RECORD EXTRACTS Start Marker
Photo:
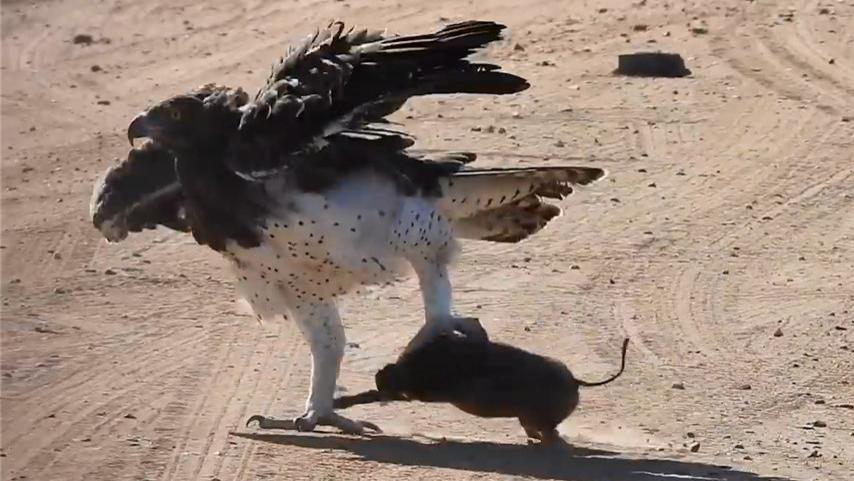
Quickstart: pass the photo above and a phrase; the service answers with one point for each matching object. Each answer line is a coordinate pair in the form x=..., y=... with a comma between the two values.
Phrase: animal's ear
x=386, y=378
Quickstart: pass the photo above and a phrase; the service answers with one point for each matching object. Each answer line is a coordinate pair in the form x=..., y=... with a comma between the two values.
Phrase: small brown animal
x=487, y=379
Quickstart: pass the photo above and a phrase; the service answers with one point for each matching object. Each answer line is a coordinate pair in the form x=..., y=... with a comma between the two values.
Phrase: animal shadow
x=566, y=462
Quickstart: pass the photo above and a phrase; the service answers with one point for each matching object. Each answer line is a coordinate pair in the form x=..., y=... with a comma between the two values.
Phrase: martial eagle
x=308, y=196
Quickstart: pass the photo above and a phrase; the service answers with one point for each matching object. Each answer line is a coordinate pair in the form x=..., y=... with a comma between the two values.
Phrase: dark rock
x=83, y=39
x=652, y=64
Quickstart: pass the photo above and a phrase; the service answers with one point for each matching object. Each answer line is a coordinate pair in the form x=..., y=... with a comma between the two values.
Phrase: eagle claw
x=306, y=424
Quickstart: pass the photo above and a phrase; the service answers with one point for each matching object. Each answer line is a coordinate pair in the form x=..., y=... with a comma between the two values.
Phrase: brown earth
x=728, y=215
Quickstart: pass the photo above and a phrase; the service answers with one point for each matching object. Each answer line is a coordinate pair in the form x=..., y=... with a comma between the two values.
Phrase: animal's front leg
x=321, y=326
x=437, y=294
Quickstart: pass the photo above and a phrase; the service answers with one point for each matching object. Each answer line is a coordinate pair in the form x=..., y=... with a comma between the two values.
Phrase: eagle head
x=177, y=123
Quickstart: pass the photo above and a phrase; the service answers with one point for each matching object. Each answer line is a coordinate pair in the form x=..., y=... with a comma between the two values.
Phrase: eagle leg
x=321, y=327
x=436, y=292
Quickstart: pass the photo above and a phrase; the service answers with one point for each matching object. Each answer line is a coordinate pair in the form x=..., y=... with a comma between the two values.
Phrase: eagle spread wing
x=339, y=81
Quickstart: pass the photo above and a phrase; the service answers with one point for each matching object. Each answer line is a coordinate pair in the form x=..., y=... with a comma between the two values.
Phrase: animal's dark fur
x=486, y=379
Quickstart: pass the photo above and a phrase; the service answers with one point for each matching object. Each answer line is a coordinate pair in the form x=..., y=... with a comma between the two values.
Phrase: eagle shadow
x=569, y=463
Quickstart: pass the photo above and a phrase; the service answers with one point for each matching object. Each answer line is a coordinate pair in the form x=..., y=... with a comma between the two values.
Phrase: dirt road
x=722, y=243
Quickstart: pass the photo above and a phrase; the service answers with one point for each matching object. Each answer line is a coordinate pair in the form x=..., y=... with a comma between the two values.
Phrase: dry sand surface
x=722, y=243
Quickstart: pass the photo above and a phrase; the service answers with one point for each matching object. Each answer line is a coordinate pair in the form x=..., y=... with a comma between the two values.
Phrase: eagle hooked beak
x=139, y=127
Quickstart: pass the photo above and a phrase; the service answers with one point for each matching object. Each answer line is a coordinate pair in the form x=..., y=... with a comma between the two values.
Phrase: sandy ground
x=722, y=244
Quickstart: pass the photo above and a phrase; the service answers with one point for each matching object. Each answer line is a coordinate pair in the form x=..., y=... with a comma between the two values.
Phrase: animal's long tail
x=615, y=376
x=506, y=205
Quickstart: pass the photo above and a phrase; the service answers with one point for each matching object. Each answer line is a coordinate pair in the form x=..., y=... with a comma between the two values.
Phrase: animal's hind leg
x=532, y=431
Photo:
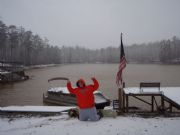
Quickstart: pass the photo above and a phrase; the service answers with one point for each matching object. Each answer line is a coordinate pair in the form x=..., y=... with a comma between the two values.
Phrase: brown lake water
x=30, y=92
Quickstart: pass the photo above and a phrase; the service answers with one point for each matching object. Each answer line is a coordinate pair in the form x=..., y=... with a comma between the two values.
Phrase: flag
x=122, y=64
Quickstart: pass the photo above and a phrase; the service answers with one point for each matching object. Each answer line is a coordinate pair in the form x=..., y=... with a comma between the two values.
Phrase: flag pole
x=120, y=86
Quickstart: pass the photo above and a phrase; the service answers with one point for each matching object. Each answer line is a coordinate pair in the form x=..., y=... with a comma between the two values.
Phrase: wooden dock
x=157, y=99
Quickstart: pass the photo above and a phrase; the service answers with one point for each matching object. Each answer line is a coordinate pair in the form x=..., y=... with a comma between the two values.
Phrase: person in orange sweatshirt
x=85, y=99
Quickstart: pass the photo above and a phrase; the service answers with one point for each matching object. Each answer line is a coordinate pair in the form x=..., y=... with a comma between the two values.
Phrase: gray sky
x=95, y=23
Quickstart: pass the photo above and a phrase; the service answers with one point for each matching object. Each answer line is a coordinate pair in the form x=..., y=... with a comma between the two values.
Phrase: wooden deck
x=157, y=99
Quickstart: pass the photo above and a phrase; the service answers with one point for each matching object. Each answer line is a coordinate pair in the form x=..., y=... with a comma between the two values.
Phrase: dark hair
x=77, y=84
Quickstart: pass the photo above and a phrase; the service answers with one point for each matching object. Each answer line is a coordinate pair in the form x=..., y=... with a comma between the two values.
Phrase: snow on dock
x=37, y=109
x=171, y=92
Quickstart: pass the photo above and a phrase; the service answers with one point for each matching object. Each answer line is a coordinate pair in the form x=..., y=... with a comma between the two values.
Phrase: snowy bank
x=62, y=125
RECORD EXTRACTS End Marker
• WHAT TO DO: The records above need to be copied exactly, with the pictures left out.

• OUTPUT:
Photo:
Quickstart: pass the photo above and a phrase; the service answers with one point for each matching object. Each answer line is a coordinate pair in the form x=..., y=... with a comma between the two values.
Phrase: animal's ear
x=386, y=378
Quickstart: pass the photo above and a phrase; the service answers with one point for each matching object. Each answer line is a coordinate pair in the form x=..., y=... with a comma between the two values.
Phrase: small brown animal
x=487, y=379
Quickstart: pass the photo above and a phrase; the service answers with one point for each matching object. Each answer line is a coordinate pair in the form x=..., y=... with a comma between the two values.
Phrase: animal shadow
x=566, y=462
Quickstart: pass the photo above and a phrase; the service answers with one point for each matching object. Each answer line is a coordinate pair in the form x=..., y=... with a comma between the two values.
Phrase: martial eagle
x=308, y=196
Quickstart: pass the photo above and a phrase; the service answers with one point for each matching object. Each answer line is a coordinate pair in the form x=..., y=... with a comma between the two values.
Phrase: dark rock
x=83, y=39
x=652, y=64
Quickstart: pass the photo above and a phrase; the service answers with one point for each matching object. Each answer line is a coordinate pair in the form x=..., y=... with a comma between the two values.
Phrase: eagle claw
x=306, y=424
Quickstart: pass the photo above and a phrase; the service answers with one point for each matching object. Each answer line is a coordinate pair in the form x=..., y=... with a comma between the two values.
Phrase: brown earth
x=728, y=215
Quickstart: pass the photo above and a phrase; the service answers with one point for each matching object. Each answer line is a coordinate pair in the form x=..., y=... with a comma between the two values.
Phrase: animal's front leg
x=321, y=326
x=437, y=294
Quickstart: pass the photo above and a phrase; the service answers with one point for each matching object. Each answer line is a coordinate pair in the form x=..., y=... with a comma between the two values.
Phrase: eagle head
x=177, y=123
Quickstart: pass the photo above and a phrase; the service answers with one point for each matching object. Each answer line is a coordinate pair in the form x=..., y=... with a comma between the two values.
Phrase: eagle leg
x=321, y=327
x=436, y=292
Quickstart: pass the photo above and a phrase; the service answers with one point for each matching object. Each answer line is a coordinate pair in the form x=..., y=... with a comma between the two values.
Phrase: eagle spread wing
x=339, y=81
Quickstart: pass the photo above and a phrase; the service answers with one point for each matching object. Each answer line is a coordinate pair in the form x=..., y=... with a comma between the two values.
Phrase: animal's dark fur
x=486, y=379
Quickstart: pass the photo above and a phrase; the service answers with one point for each matching object. Each answer line is a coordinate pair in the form x=..., y=... with a comma between the two values.
Phrase: eagle shadow
x=569, y=463
Quickstart: pass the photo above and a phrase; the service answers with one point for each matching object. Each answer line is a coordinate pair in the form x=..., y=... with a comma between the two values.
Phrase: dirt road
x=722, y=243
Quickstart: pass the photo above and a phrase; the service answers with one point for each matching object. Each answer line is a coordinate pair in the form x=..., y=... with a comma between the two values.
Phrase: dry sand surface
x=722, y=243
Quickstart: pass the photo above and a phrase; the service answers with one point for each matching object. Each answer line is a coordinate pair in the form x=..., y=... with a comma between the two values.
Phrase: eagle hooked beak
x=139, y=127
Quickstart: pass the photo above and a phrase; the service answers with one point for each matching object. Each answer line is a coordinate pair in the form x=..., y=... with a comma between the two values.
Phrase: sandy ground
x=722, y=244
Quickstart: pass the photo above and a phrase; the service answers with one point for each matching object. Each answer line is a coordinate pair in the form x=..., y=... with a comma between the two values.
Phrase: animal's long tail
x=615, y=376
x=506, y=205
Quickstart: pass the photo above and a phrase; the service answers with one point for each matching object. Each answer line is a coordinate pair in the form x=..., y=... with a comma between the two values.
Phrase: animal's hind leg
x=532, y=431
Photo:
Quickstart: pass the photo above and a phrase; the service answers with one point for each matching object. Each answer line is a coordinate pair in the form x=..., y=... with a comma between the two values.
Phrase: brown lake water
x=30, y=92
Quickstart: pass the photo above and a phrase; the service answers with one point for each matching object. Each answer line is a coordinate pair in the form x=..., y=... with a comma between the two values.
Phrase: flag
x=122, y=64
Quickstart: pass the photo above and a phrase; the service answers with one point for each matching object. Each answer line is a coordinate pair in the form x=..., y=... with a comma between the two values.
Phrase: flag pole
x=120, y=86
Quickstart: pass the photo above and a phrase; the service answers with one point for each matching object. Each answer line is a coordinate pair in the form x=..., y=... with a comma between the two values.
Phrase: wooden dock
x=157, y=99
Quickstart: pass the photo above and a phrase; the service answers with one point for each matching object. Each answer line is a coordinate pair in the form x=..., y=... with a comma between the two values.
Phrase: person in orange sweatshirt
x=85, y=99
Quickstart: pass the photo above and a phrase; the service answers with one point for each matching object. Each answer line is a coordinate pair in the form x=..., y=... with a comma between the two values.
Phrase: gray sky
x=95, y=23
Quickstart: pass the photo above and a phrase; the service answers with one point for each matching object. Each answer line is a coordinate pair in the form x=..., y=... with a comma between the two values.
Phrase: wooden deck
x=157, y=99
Quickstart: pass the photo above and a phrase; the service answers with one point for each matching object. Each answer line is a coordinate pair in the form x=..., y=... with a comma between the two values.
Phrase: dark hair
x=77, y=84
Quickstart: pass the photo above and a phrase; the service answers with one point for each matching object. Each answer line is a coordinate pair in the form x=..., y=... with a comma between the two values.
Phrase: snow on dock
x=37, y=109
x=171, y=92
Quickstart: pass the photo above and a phrase; the service answers with one point for each matching object. Each answer line is a coordinate pair in the form x=..., y=... with a comma between the two values.
Phrase: snowy bank
x=62, y=125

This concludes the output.